## Text Classification
### A Getting Started Tutorial for Self Learners

In [1]:
import spacy

from sklearn.datasets import fetch_20newsgroups  # import packages which help us download dataset and load intp python
from sklearn.pipeline import Pipeline

import numpy as np  # numpy package is for fast numerical computation in Python

ModuleNotFoundError: No module named 'spacy'

In [None]:
# Load the filenames and data from the 20 newsgroups dataset
# This will download the datasets if you don't have them already
twenty_train = fetch_20newsgroups(subset='train', shuffle=True, download_if_missing=True)  
twenty_test = fetch_20newsgroups(subset='test', shuffle=True, download_if_missing=True)

In [2]:
# What is this dataset about? 
print(twenty_train.description)

NameError: name 'twenty_train' is not defined

In [None]:
twenty_train.data[0]

Let's look at what are all the classes:

In [None]:
twenty_train.target_names

### Why do we need to convert text to numbers?

In [None]:
# Extracting features from text files
from sklearn.feature_extraction.text import CountVectorizer
count_vect = CountVectorizer()
X_train_counts = count_vect.fit_transform(twenty_train.data)
print(f'Shape of Term Frequency Matrix: {X_train_counts.shape}')

In [None]:
from sklearn.feature_extraction.text import TfidfTransformer
tfidf_transformer = TfidfTransformer()

Working data »
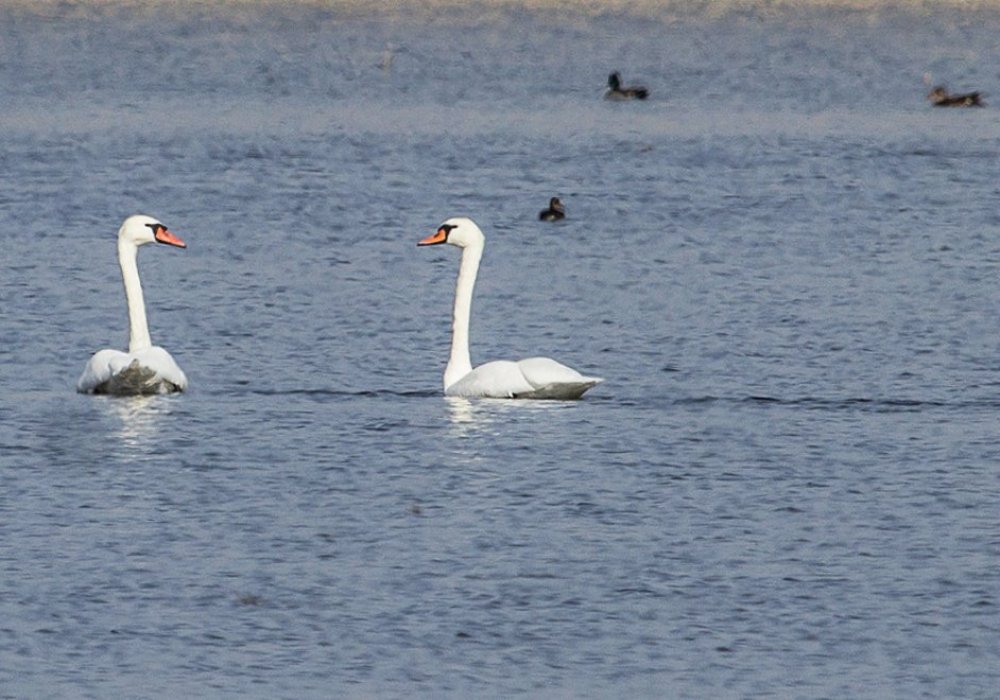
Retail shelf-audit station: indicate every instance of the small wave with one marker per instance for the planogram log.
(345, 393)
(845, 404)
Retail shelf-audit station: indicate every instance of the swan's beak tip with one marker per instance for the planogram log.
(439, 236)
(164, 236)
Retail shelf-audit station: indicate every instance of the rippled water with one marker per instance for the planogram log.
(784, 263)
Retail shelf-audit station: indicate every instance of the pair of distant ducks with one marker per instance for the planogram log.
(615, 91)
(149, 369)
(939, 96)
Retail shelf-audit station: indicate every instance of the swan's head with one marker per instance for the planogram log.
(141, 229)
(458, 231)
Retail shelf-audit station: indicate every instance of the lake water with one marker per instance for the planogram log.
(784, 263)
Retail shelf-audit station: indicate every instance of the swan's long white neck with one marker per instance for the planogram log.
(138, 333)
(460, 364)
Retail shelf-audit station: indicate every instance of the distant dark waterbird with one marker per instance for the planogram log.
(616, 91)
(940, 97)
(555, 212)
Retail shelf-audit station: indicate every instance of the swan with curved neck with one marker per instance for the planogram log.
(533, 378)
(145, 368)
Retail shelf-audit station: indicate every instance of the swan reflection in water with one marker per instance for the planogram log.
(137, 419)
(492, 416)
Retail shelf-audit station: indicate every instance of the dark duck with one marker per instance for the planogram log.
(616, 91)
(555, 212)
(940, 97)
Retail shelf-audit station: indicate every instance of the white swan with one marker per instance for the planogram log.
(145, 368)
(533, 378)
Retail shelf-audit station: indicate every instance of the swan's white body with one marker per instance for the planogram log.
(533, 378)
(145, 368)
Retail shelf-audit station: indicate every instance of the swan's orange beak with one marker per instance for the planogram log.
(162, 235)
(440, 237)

Directives »
- 1) In the text classification tutorial, turn the block beginning "# Load the filenames and data from the 20 newsgroups dataset" into a short list of its main facts.
- 2) Please swap "marker" for "pin" in the records, starting with the line containing "the swan's long" and going on through the end of the records. Return only those lines, with everything else unchanged.
The text and the records are unrelated to each other.

Answers to the exercises »
- 1)
- It loads the filenames and data from the 20 newsgroups dataset.
- It downloads the datasets if they are not already present.
- `twenty_train` holds the training subset, shuffled, with download if missing.
- `twenty_test` holds the test subset, with the same settings.

- 2)
Retail shelf-audit station: indicate every instance of the swan's long white neck with one pin per instance for the planogram log.
(138, 333)
(460, 364)
Retail shelf-audit station: indicate every instance of the distant dark waterbird with one pin per instance for the planogram log.
(616, 91)
(940, 97)
(555, 212)
Retail shelf-audit station: indicate every instance of the swan with curved neck with one pin per instance for the planogram log.
(533, 378)
(145, 368)
Retail shelf-audit station: indicate every instance of the swan reflection in water with one pin per instance for the planogram log.
(137, 419)
(492, 416)
Retail shelf-audit station: indicate every instance of the dark duck with one pin per instance for the planogram log.
(616, 91)
(555, 212)
(940, 97)
Retail shelf-audit station: indicate every instance of the white swan with one pin per instance for the planogram log.
(145, 368)
(533, 378)
Retail shelf-audit station: indicate every instance of the swan's white body with one pin per instance for the planogram log.
(533, 378)
(145, 368)
Retail shelf-audit station: indicate every instance of the swan's orange beak with one pin per instance for the planogram log.
(162, 235)
(440, 237)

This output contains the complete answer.